**Исходный текст**
- - -
Уже в 1922 году впервые после революции зерна было произведено больше, чем требовал минимум выживания — и возобновился хлебный экспорт. Оказалось, что крестьянина, привыкшего решать все проблемы самостоятельно, лишь бы начальство не мешало, не нужно учить предприимчивости. Самые деятельные земледельцы захотели расширять производство — и советская власть, заинтересованная в получении бóльших налогов, еще на шажок отступила от правоверного марксизма: позволила использовать наемную силу и арендовать землю. Стали возникать сельскохозяйственные кооперативы, покупавшие технику и удобрения в складчину. Вновь осваивались заброшенные пахотные земли. По валовому сбору зерна в середине двадцатых СССР достиг предреволюционного уровня (при том что за драматическое десятилетие 1914–1924 численность населения снизилась на 30 миллионов).
- - -
**Записи**
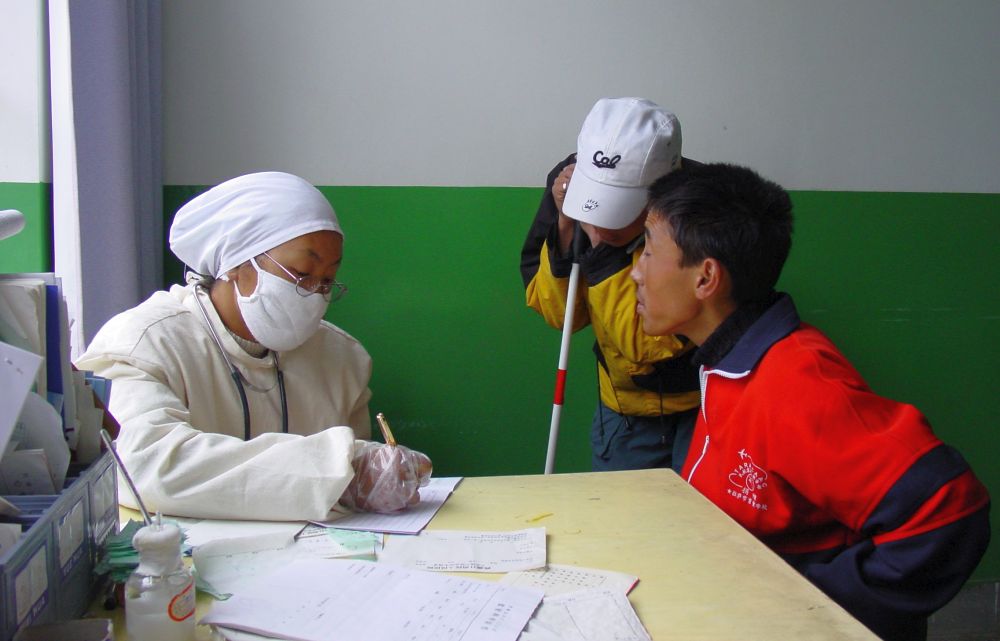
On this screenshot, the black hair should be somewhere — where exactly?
[648,163,792,305]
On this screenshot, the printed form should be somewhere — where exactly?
[378,527,546,572]
[200,559,542,641]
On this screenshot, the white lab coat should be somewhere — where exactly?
[76,285,371,520]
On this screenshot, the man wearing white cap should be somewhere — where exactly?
[76,172,430,520]
[521,98,699,471]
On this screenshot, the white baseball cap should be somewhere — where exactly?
[563,98,681,229]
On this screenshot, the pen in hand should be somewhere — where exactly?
[375,412,396,447]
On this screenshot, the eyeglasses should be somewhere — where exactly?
[263,252,347,303]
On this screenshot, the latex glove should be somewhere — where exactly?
[340,441,433,514]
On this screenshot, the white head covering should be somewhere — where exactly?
[170,171,344,278]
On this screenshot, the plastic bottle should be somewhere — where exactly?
[125,514,195,641]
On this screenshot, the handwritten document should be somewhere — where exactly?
[192,526,382,599]
[313,476,462,534]
[519,588,651,641]
[200,559,542,641]
[500,563,639,597]
[378,528,546,572]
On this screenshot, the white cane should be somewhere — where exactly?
[545,228,583,474]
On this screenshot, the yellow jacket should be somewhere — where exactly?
[521,156,699,416]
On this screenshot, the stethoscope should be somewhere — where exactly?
[194,283,288,441]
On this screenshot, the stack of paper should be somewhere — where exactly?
[201,560,542,641]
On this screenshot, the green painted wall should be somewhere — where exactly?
[156,187,1000,579]
[0,182,52,273]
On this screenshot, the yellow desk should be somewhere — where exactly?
[97,470,876,641]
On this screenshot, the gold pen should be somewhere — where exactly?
[375,412,396,447]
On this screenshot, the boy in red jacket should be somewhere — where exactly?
[632,164,990,641]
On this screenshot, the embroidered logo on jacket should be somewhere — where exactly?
[594,151,622,169]
[726,449,767,511]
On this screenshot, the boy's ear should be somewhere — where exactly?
[695,258,727,300]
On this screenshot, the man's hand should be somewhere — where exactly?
[340,441,433,514]
[552,163,576,256]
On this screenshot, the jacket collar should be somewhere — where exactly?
[705,294,802,376]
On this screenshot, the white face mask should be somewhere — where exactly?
[234,258,328,352]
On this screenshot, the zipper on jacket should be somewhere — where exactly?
[687,434,708,483]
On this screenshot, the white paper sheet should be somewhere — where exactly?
[171,517,306,547]
[0,276,46,396]
[500,563,639,597]
[313,476,462,534]
[0,450,56,495]
[0,523,21,556]
[379,527,546,572]
[192,527,381,595]
[0,343,42,455]
[15,392,70,491]
[201,559,542,641]
[519,588,652,641]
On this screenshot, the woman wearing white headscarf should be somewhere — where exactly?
[76,172,430,520]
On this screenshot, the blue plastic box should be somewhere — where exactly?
[0,452,118,641]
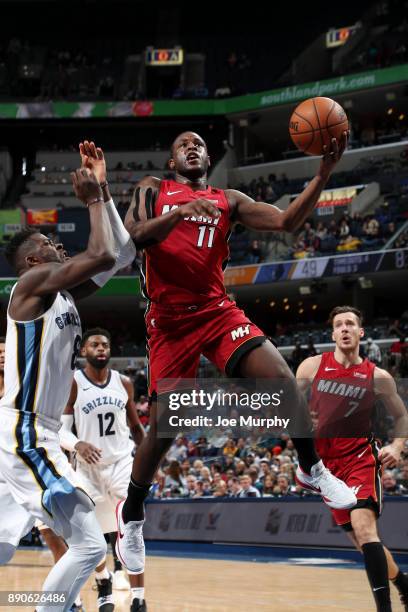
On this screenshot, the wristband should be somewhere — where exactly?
[86,197,103,206]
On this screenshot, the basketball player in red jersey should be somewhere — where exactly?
[296,306,408,612]
[105,132,356,572]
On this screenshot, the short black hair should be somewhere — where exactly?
[4,226,40,269]
[81,327,111,346]
[329,306,363,327]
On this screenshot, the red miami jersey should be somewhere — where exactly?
[310,353,376,459]
[142,180,231,305]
- - -
**Задание**
Выпишите слово в слово из исходного текста отрывок от «Уже в 1922 году» до «на 30 миллионов).».

**Решение**
Уже в 1922 году впервые после революции зерна было произведено больше, чем требовал минимум выживания — и возобновился хлебный экспорт. Оказалось, что крестьянина, привыкшего решать все проблемы самостоятельно, лишь бы начальство не мешало, не нужно учить предприимчивости. Самые деятельные земледельцы захотели расширять производство — и советская власть, заинтересованная в получении бóльших налогов, еще на шажок отступила от правоверного марксизма: позволила использовать наемную силу и арендовать землю. Стали возникать сельскохозяйственные кооперативы, покупавшие технику и удобрения в складчину. Вновь осваивались заброшенные пахотные земли. По валовому сбору зерна в середине двадцатых СССР достиг предреволюционного уровня (при том что за драматическое десятилетие 1914–1924 численность населения снизилась на 30 миллионов).